REQUIREMENT: Search the entries below for "bridge", and copy each line where it appears.

MATERIALS PROVIDED:
------------------------------------------------------------------------

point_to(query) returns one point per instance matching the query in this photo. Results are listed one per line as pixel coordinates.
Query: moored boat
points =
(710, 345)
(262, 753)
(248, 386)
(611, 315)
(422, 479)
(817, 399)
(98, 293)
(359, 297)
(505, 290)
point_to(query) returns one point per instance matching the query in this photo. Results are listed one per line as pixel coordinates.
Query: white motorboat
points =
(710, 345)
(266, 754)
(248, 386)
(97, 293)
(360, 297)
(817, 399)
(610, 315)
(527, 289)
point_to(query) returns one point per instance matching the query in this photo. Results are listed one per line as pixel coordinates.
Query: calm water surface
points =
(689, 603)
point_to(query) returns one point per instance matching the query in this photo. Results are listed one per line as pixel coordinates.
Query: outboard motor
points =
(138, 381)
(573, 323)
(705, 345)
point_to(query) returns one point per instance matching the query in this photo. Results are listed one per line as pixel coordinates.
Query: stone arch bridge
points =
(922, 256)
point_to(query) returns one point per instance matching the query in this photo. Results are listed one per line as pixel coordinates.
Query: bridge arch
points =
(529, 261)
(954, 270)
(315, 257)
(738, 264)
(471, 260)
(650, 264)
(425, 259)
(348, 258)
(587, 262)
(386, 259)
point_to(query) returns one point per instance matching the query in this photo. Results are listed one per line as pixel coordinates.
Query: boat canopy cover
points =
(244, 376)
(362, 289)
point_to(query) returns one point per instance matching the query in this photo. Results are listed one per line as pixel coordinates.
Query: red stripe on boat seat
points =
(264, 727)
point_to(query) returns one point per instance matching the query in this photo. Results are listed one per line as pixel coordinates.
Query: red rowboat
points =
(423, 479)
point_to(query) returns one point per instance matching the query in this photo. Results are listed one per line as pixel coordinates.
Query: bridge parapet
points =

------------------------------------------------------------------------

RESPONSE TO THE TASK:
Query: stone arch bridge
Query: bridge arch
Query: bridge parapet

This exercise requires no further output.